» ÉNONCÉ 1: Recopiez mot pour mot le listing, de la ligne contenant « Drop one dot on each instance of the stack » jusqu'à la fin du listing, ces deux limites comprises.

​Le mariage Alpha pourrait leur coûter cher


Tahiti, le 7 avril 2022 – Huit mois après les faits, le tribunal de police s’est penché jeudi sur les circonstances du mariage de Tearii Alpha, organisé le 5 août dernier en pleine reprise épidémique. Un total de 1,3 million de Fcfp d’amendes est requis à l’encontre des trois co-prévenus dont Tearii Alpha et Édouard Fritch. La décision est mise en délibéré au 2 juin.
 
L’affaire avait fait grand bruit en août dernier, en glissant dans l’opinion publique l’idée scandaleuse qu’il y aurait des contraintes sanitaires applicables au commun, mais desquelles pourraient s’affranchir les puissants. Alors qu’un arrêté du 30 juillet venait de fortement restreindre les possibilités de rassemblements pour “mettre un terme au brassage d’un trop grand nombre de personnes” et endiguer la propagation du variant Delta, le vice-président du Pays, Tearii Alpha, avait organisé le 5 août sa fête de mariage, dans sa commune de Teva i Uta, au restaurant Le Gauguin. 422 convives s’y sont pressés, selon l’enquête de gendarmerie, dont la quasi-totalité du gouvernement.

Plusieurs constats de gendarmerie avaient été faits le jour-même. Des contraventions de 4e classe ont depuis été dressées en conséquence. Huit mois après, l’affaire était instruite à l’audience, jeudi devant le tribunal de police. Trois prévenus sont cités. Tearii Alpha est renvoyé pour six infractions. Il lui est reproché d’avoir organisé ce mariage dans un contexte d’état d’urgence sanitaire, avec un banquet lors duquel ont été méconnues les règles de distanciation, un bal et plusieurs animations musicales. Édouard Fritch est sous le coup de quatre contraventions de 4e classe, pour avoir participé à cette fête, n’y avoir pas porté son masque et pris part à l’animation musicale. La co-gérante du restaurant Le Gauguin est quant à elle, ès-qualités, sous la menace de cinq amendes pour avoir accepté d’accueillir la fête dans les locaux de son restaurant et en totale méconnaissances des protocoles sanitaires applicables à l’époque.

» CONTENU DU LISTING:

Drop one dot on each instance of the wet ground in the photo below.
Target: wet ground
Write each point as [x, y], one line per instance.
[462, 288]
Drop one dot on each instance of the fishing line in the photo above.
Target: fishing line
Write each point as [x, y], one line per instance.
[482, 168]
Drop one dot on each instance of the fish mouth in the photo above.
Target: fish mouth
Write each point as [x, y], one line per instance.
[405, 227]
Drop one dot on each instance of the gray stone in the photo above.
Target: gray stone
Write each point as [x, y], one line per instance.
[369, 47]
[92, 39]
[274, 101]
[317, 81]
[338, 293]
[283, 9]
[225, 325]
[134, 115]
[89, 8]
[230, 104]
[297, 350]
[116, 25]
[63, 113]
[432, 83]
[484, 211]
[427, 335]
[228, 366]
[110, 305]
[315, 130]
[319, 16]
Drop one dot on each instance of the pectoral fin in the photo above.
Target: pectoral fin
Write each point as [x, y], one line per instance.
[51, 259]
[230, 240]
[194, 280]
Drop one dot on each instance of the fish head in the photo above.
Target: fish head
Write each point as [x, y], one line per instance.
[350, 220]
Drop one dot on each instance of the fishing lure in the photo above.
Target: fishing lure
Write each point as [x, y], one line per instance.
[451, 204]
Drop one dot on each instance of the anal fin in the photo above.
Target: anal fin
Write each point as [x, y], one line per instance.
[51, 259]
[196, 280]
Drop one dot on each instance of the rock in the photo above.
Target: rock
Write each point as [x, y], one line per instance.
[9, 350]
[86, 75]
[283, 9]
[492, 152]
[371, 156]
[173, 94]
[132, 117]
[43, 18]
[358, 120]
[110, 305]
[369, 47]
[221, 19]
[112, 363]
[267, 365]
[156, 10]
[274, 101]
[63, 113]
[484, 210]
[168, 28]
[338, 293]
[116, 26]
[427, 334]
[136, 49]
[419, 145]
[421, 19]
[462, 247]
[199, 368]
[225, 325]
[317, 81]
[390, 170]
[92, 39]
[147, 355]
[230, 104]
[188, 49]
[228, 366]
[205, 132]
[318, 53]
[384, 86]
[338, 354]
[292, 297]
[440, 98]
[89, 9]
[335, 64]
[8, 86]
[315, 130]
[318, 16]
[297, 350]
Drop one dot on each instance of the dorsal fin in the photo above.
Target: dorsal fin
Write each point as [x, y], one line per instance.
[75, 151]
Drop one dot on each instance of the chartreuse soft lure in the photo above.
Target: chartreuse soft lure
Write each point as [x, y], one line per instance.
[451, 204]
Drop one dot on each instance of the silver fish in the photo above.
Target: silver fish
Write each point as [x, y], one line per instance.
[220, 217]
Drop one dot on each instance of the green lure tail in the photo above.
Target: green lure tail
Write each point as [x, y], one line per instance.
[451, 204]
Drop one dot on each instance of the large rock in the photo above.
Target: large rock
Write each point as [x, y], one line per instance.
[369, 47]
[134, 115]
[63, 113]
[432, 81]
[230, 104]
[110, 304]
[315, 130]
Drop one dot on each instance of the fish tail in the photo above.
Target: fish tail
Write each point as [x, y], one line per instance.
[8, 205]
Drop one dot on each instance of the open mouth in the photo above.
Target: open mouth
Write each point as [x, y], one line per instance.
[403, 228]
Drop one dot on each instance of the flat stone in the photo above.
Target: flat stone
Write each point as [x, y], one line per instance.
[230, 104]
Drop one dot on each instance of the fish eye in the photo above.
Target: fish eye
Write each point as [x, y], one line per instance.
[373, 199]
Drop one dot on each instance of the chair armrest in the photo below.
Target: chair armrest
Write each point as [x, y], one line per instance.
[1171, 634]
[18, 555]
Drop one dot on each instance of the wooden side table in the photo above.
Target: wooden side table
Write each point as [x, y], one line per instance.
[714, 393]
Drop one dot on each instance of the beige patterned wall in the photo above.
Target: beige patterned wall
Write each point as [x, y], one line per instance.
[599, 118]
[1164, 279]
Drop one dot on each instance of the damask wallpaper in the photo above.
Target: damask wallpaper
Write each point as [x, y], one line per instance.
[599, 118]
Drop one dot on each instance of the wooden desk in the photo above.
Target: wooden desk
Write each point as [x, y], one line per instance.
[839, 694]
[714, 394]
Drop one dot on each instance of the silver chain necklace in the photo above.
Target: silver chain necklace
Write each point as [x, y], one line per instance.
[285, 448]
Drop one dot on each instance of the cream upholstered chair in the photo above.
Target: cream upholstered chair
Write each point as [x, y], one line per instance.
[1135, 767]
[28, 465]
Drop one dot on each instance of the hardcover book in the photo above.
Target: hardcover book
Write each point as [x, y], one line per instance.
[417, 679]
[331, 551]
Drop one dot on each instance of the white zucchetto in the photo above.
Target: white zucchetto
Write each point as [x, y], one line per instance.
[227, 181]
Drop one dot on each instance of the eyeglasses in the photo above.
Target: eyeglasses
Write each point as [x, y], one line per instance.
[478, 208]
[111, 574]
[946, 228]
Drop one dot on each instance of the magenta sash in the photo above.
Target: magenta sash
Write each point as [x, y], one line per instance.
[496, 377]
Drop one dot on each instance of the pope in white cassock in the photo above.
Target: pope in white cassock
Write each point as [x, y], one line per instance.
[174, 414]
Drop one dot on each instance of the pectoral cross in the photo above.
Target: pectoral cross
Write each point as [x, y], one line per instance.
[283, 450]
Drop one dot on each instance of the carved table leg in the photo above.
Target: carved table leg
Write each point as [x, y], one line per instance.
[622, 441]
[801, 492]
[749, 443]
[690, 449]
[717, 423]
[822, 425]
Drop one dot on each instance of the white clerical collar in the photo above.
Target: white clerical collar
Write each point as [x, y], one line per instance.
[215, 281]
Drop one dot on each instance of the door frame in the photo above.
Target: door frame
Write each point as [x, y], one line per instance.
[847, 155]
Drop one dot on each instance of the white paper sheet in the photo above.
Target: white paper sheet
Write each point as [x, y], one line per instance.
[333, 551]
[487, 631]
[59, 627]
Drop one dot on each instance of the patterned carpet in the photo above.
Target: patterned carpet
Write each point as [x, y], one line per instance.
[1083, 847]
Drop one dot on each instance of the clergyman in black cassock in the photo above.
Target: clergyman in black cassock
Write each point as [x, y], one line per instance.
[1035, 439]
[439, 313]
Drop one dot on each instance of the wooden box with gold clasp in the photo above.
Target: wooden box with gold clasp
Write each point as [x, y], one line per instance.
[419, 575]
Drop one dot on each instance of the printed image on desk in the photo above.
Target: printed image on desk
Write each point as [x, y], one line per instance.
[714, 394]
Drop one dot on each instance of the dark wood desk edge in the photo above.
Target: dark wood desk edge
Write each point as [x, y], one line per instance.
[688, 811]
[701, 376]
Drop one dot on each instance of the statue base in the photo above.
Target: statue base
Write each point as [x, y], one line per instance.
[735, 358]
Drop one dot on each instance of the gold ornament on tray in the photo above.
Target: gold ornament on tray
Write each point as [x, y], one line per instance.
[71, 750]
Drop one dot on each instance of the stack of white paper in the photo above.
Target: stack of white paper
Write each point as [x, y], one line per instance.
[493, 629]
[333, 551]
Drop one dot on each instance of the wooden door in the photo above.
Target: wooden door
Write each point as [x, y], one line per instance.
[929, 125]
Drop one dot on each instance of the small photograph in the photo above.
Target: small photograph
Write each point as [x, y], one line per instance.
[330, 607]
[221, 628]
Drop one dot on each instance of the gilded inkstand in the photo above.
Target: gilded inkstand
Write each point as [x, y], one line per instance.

» ÉNONCÉ 2: Reproduisez fidèlement le passage de l'article qui va de « Tahiti, le 7 » jusqu'à « délibéré au 2 juin. », bornes incluses.

» CORRIGÉ 1:
Drop one dot on each instance of the stack of white paper in the photo above.
Target: stack of white paper
Write each point as [x, y], one line per instance.
[493, 629]
[333, 551]
Drop one dot on each instance of the wooden door in the photo above.
Target: wooden door
Write each point as [x, y], one line per instance.
[929, 125]
Drop one dot on each instance of the small photograph in the photo above.
Target: small photograph
Write each point as [x, y], one line per instance.
[330, 607]
[221, 628]
Drop one dot on each instance of the gilded inkstand in the photo above.
Target: gilded inkstand
Write each point as [x, y], one line per instance.

» CORRIGÉ 2:
Tahiti, le 7 avril 2022 – Huit mois après les faits, le tribunal de police s’est penché jeudi sur les circonstances du mariage de Tearii Alpha, organisé le 5 août dernier en pleine reprise épidémique. Un total de 1,3 million de Fcfp d’amendes est requis à l’encontre des trois co-prévenus dont Tearii Alpha et Édouard Fritch. La décision est mise en délibéré au 2 juin.